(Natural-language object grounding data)
━━━━━━━━━━━━━━━━━━━━━━━━━━━━━━

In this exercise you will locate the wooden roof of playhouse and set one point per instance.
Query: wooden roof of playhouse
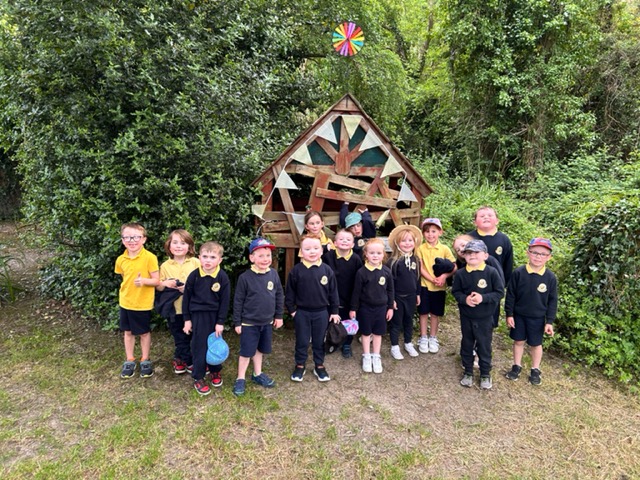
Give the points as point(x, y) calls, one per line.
point(343, 156)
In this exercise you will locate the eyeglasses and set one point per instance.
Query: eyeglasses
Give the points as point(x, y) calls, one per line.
point(539, 254)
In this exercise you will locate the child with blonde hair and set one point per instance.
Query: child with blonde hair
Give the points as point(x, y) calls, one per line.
point(372, 303)
point(405, 268)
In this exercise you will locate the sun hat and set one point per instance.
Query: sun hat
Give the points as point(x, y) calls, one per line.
point(217, 350)
point(352, 219)
point(260, 243)
point(396, 234)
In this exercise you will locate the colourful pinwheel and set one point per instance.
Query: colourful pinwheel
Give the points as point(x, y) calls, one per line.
point(348, 39)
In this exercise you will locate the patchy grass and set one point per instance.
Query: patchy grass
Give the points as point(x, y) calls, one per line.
point(65, 414)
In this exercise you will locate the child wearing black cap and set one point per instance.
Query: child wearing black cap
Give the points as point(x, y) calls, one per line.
point(531, 305)
point(258, 306)
point(477, 288)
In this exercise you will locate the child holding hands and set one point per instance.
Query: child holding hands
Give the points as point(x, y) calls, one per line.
point(372, 300)
point(258, 307)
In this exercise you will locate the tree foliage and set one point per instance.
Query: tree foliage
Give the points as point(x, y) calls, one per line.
point(157, 112)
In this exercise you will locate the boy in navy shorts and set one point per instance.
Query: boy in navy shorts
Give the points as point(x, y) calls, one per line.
point(311, 297)
point(205, 305)
point(258, 306)
point(477, 288)
point(140, 276)
point(531, 305)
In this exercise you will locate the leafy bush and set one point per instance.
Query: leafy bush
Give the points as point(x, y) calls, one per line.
point(161, 114)
point(600, 305)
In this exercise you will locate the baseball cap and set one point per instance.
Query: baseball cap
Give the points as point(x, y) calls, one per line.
point(352, 219)
point(260, 243)
point(475, 246)
point(432, 221)
point(541, 242)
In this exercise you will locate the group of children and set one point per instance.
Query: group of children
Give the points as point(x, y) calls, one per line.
point(335, 280)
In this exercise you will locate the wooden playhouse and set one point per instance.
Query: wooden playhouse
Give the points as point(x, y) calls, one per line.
point(342, 157)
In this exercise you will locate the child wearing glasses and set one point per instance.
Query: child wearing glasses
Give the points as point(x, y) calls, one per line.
point(140, 276)
point(531, 305)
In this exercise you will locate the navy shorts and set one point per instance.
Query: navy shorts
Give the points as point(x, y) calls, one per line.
point(138, 322)
point(372, 320)
point(432, 302)
point(255, 338)
point(529, 329)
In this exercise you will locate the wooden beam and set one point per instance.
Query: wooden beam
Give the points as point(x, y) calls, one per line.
point(353, 198)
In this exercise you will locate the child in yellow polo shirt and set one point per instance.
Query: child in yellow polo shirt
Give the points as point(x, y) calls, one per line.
point(433, 288)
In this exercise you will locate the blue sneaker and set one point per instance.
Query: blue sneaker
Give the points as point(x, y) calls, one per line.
point(238, 387)
point(263, 380)
point(128, 369)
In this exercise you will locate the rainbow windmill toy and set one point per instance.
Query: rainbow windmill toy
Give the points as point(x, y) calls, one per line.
point(348, 39)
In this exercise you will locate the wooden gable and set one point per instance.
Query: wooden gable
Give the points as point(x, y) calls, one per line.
point(341, 157)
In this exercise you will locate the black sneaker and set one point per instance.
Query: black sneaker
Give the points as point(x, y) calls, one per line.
point(128, 369)
point(298, 373)
point(534, 377)
point(321, 373)
point(514, 373)
point(146, 369)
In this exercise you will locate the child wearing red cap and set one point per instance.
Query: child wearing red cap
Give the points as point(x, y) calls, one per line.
point(531, 305)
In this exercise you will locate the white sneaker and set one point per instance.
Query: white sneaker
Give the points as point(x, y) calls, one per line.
point(395, 352)
point(366, 363)
point(411, 350)
point(377, 363)
point(423, 344)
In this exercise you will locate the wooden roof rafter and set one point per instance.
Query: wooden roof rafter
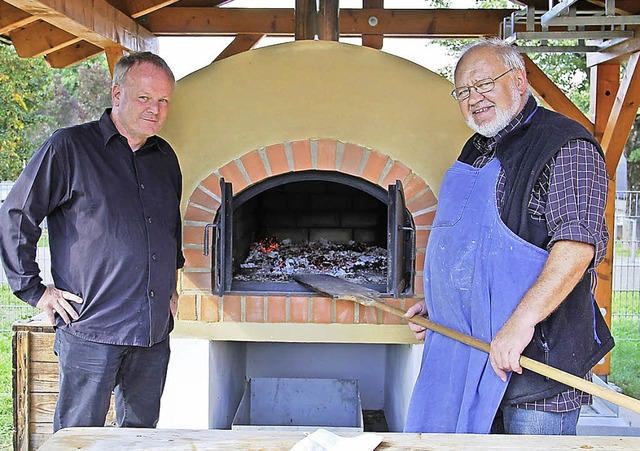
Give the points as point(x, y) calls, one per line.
point(77, 30)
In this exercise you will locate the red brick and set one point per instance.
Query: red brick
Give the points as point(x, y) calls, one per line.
point(299, 309)
point(423, 201)
point(232, 308)
point(413, 185)
point(301, 151)
point(197, 214)
point(327, 154)
point(232, 174)
point(374, 166)
point(254, 166)
point(193, 235)
point(420, 261)
point(187, 307)
point(397, 172)
point(277, 309)
point(422, 237)
point(212, 183)
point(322, 310)
point(209, 308)
point(277, 159)
point(201, 198)
point(418, 284)
point(351, 159)
point(254, 309)
point(194, 258)
point(196, 281)
point(424, 219)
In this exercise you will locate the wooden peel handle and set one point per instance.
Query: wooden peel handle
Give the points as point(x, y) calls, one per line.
point(525, 362)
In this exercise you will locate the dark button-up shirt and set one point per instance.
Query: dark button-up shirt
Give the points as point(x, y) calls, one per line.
point(114, 231)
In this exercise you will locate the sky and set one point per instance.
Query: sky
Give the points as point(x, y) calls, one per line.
point(188, 54)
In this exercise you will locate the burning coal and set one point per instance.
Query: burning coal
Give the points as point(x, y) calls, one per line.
point(274, 261)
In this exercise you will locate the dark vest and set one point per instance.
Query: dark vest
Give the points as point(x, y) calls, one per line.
point(575, 336)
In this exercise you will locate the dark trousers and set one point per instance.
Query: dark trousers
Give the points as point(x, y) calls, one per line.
point(90, 372)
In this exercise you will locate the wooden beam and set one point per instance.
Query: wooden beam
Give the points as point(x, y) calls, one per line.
point(622, 115)
point(138, 8)
point(305, 20)
point(328, 17)
point(552, 95)
point(113, 54)
point(12, 18)
point(616, 53)
point(605, 83)
point(432, 23)
point(604, 86)
point(39, 38)
point(375, 41)
point(240, 44)
point(72, 54)
point(96, 22)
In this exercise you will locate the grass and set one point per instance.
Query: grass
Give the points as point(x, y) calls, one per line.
point(625, 364)
point(6, 403)
point(625, 361)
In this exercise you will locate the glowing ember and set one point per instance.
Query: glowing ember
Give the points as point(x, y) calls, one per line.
point(273, 261)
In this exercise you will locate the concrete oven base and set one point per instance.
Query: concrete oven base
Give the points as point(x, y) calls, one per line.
point(207, 379)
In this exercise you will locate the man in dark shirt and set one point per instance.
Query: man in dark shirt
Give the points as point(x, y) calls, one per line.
point(518, 232)
point(110, 190)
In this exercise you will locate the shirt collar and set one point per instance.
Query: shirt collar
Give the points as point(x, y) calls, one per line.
point(109, 131)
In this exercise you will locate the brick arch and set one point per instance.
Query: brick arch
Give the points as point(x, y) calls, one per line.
point(323, 154)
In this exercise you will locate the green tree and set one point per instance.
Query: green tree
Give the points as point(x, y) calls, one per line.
point(80, 94)
point(24, 85)
point(36, 100)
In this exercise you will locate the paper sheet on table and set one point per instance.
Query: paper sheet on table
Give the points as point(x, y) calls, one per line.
point(323, 440)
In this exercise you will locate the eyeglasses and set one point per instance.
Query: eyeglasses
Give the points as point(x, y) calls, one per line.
point(481, 87)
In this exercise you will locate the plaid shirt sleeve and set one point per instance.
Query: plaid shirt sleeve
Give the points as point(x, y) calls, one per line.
point(577, 197)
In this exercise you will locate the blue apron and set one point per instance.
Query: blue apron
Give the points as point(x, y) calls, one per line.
point(476, 272)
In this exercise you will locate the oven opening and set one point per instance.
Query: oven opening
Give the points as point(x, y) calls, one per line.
point(312, 222)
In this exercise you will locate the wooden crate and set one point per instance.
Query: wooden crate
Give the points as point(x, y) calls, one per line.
point(35, 383)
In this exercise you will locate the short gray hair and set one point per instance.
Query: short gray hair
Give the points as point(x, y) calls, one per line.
point(508, 53)
point(125, 63)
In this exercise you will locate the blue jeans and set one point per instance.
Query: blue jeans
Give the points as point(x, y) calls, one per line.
point(90, 372)
point(534, 422)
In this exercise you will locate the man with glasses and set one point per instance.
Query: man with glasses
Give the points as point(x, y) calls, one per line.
point(518, 232)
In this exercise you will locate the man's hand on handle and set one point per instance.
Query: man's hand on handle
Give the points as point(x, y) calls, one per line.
point(420, 309)
point(56, 302)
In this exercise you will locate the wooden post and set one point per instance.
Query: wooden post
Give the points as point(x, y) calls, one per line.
point(374, 41)
point(328, 27)
point(305, 20)
point(113, 55)
point(605, 83)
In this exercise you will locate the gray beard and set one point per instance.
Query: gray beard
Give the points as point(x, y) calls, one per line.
point(503, 117)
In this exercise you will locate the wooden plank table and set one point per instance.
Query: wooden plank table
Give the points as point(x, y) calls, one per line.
point(211, 439)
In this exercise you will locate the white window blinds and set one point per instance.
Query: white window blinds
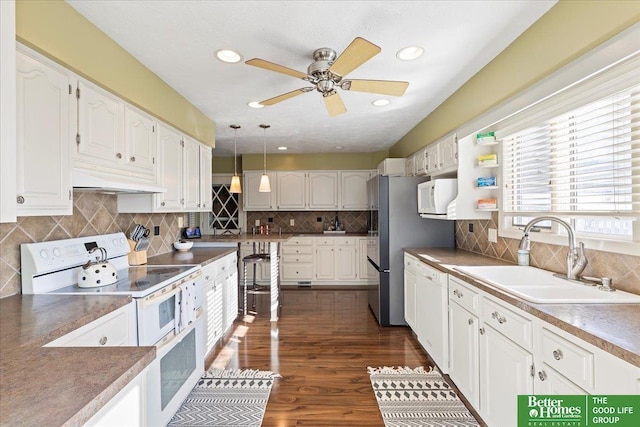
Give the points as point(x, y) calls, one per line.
point(585, 161)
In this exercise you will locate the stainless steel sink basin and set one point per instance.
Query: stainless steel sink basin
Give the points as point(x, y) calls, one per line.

━━━━━━━━━━━━━━━━━━━━━━━━━━━━━━

> _TASK INSTRUCTIONS_: Scan the records above, then copy out each line that mentions "sink".

> _EXERCISE RESULT_:
In this exercise you will locate the stainless steel sink basin and set one point per instance.
Query: stainless steel sink basin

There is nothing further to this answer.